### Supplied text

::::::::::

The development included using several file formats to define
the closed polyhedra and the developing code to be sure that
the polyhedra was really closed. There may be one or more
polyhedra "hole" completely inside the outer closed polyhedra.
Just determining the "refinement", the location of internal
points where the solution is to be computed was needed.
Previous solutions have used FEM, finite element method and
various forms of discretization. Basically building a system
of linear equations containing the internal points and then
solving the system of linear equations to get the solution
at each point. The unique method that came about during this
development is to solve for each internal point, DOF, degree
of freedom serially, independent of any other internal point.
This also makes the solution easily parallizable to any
number of processores.

::::::::::

### Objectives
A. Reproduce the entire text on computing solutions at interior points of closed polyhedra, word for word.
B. Pick out each line of the listing that contains the word "yellow", and copy those lines.

Some records
::::::::::

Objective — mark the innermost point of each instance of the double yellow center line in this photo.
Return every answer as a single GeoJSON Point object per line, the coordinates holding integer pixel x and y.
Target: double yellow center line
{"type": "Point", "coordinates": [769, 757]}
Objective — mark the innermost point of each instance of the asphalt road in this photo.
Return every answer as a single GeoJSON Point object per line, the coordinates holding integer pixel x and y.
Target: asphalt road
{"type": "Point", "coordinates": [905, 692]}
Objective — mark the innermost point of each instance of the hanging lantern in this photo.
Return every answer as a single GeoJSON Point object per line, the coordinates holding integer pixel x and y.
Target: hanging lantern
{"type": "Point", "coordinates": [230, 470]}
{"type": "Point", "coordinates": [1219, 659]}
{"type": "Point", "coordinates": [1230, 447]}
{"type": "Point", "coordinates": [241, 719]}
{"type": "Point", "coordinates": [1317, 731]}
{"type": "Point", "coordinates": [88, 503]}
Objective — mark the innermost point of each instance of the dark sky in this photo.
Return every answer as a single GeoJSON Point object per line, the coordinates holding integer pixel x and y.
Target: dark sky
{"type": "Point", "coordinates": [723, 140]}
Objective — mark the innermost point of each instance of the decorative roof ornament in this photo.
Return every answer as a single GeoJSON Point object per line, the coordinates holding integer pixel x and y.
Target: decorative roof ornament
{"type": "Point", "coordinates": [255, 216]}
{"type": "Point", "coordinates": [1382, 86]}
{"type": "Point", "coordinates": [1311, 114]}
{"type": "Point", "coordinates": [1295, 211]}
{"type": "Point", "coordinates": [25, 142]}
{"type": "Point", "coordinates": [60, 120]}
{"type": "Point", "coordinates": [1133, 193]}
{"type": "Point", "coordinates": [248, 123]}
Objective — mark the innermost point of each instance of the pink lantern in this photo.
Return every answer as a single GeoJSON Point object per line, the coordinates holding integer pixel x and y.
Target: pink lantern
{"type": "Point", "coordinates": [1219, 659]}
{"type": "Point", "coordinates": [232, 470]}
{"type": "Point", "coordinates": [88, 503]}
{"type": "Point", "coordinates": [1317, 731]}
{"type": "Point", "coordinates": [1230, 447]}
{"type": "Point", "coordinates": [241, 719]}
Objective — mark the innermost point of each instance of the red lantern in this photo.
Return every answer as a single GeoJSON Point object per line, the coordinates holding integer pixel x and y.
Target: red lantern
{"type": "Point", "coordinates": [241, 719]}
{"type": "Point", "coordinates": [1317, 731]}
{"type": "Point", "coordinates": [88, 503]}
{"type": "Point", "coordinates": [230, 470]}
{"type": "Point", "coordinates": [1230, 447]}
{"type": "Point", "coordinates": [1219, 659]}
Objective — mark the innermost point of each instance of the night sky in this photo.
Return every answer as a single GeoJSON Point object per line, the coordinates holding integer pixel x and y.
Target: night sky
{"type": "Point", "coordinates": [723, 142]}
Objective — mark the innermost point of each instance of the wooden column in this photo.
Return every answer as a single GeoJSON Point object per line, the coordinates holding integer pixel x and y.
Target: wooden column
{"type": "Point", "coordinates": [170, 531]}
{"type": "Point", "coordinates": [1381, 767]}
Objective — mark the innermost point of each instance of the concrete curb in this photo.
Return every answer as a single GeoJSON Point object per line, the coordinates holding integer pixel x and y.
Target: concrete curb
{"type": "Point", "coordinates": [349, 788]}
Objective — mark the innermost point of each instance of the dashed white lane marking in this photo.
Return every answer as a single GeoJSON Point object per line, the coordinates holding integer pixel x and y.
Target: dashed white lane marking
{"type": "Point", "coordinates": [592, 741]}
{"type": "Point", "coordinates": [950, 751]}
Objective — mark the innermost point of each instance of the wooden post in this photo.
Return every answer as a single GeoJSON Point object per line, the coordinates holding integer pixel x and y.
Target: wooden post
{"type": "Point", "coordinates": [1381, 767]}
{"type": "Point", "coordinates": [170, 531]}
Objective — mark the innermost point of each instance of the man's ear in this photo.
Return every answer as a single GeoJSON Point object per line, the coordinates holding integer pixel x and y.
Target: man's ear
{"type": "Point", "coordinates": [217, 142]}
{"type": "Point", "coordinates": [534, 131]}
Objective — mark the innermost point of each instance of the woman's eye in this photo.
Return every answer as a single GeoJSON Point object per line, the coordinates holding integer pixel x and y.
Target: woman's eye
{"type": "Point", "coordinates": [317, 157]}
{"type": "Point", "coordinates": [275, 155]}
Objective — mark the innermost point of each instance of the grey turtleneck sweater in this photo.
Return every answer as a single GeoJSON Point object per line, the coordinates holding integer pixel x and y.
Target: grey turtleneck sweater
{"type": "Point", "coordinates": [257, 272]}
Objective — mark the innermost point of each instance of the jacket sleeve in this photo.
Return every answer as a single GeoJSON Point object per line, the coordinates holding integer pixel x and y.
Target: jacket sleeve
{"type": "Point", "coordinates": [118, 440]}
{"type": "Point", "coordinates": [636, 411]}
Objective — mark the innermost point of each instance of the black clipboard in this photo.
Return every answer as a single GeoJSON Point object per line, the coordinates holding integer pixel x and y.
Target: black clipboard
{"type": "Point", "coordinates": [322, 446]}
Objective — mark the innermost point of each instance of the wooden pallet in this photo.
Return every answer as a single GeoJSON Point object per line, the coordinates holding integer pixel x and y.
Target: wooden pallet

::::::::::

### The solutions
A.
The development included using several file formats to define
the closed polyhedra and the developing code to be sure that
the polyhedra was really closed. There may be one or more
polyhedra "hole" completely inside the outer closed polyhedra.
Just determining the "refinement", the location of internal
points where the solution is to be computed was needed.
Previous solutions have used FEM, finite element method and
various forms of discretization. Basically building a system
of linear equations containing the internal points and then
solving the system of linear equations to get the solution
at each point. The unique method that came about during this
development is to solve for each internal point, DOF, degree
of freedom serially, independent of any other internal point.
This also makes the solution easily parallizable to any
number of processores.

B.
Objective — mark the innermost point of each instance of the double yellow center line in this photo.
Target: double yellow center line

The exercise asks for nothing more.